====== Information given

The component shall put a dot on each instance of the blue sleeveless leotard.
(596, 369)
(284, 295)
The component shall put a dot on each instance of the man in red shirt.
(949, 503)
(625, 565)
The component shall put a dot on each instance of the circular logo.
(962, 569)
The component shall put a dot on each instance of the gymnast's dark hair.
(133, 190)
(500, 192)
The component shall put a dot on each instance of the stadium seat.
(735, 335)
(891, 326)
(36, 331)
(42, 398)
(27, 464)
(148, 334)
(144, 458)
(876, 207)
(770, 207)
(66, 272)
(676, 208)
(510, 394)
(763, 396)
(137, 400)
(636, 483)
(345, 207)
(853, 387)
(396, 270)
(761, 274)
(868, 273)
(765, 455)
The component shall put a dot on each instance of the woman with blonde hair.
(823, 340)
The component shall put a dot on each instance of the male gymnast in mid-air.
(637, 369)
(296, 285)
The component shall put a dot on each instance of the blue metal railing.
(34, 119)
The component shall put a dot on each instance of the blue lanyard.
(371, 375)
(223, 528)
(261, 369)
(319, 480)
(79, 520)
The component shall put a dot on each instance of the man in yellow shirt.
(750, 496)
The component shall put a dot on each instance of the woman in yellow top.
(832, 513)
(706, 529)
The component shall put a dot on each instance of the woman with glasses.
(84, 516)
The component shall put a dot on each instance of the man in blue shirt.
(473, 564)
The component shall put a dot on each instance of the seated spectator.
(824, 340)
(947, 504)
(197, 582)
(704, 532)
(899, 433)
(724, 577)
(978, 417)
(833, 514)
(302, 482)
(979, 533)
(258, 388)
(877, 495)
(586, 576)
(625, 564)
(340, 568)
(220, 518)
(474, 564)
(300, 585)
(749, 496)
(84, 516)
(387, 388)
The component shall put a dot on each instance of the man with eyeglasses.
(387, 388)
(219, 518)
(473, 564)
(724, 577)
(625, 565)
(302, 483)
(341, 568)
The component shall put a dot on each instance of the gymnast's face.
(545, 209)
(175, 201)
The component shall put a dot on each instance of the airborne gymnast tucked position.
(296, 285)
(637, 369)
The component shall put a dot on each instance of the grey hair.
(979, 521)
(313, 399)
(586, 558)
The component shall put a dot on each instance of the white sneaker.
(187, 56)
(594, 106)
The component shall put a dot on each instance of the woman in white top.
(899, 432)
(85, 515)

============

# Aim of the task:
Reproduce the lines from the one containing "with blonde hair." to the end of the entries, keeping both ends and adding nothing.

# Output of the task:
The component shall put a dot on each instance of the woman with blonde hair.
(823, 340)
The component shall put a dot on each instance of the male gymnast in mid-air.
(637, 369)
(296, 285)
The component shall put a dot on each instance of the blue metal railing.
(34, 119)
The component shall put a dot on each instance of the blue lanyard.
(371, 375)
(223, 528)
(261, 369)
(319, 480)
(79, 520)
The component shall put a dot on each instance of the man in yellow shirt.
(750, 496)
The component shall put a dot on each instance of the woman in yellow top.
(832, 513)
(706, 529)
The component shall put a dot on each instance of the woman with glasses.
(84, 516)
The component shall put a dot on each instance of the man in blue shirt.
(473, 564)
The component shall put a dot on each instance of the seated spectator.
(824, 340)
(947, 504)
(197, 582)
(704, 532)
(899, 433)
(724, 577)
(978, 417)
(833, 514)
(302, 482)
(979, 533)
(258, 388)
(877, 495)
(586, 576)
(625, 564)
(340, 568)
(220, 518)
(474, 564)
(300, 585)
(749, 496)
(84, 516)
(387, 388)
The component shall put a dot on each instance of the man with eyeglasses.
(387, 388)
(219, 518)
(473, 564)
(724, 577)
(625, 565)
(302, 483)
(341, 568)
The component shall put a dot on each instance of the gymnast's face.
(545, 209)
(175, 201)
The component shall put a dot on each instance of the airborne gymnast tucked position.
(296, 285)
(637, 369)
The component shall put a dot on each instance of the grey hair.
(979, 521)
(313, 399)
(586, 558)
The component shall put a dot on each instance of the white sneaker.
(187, 56)
(594, 106)
The component shall put a dot on each instance of the woman in white top.
(899, 432)
(85, 515)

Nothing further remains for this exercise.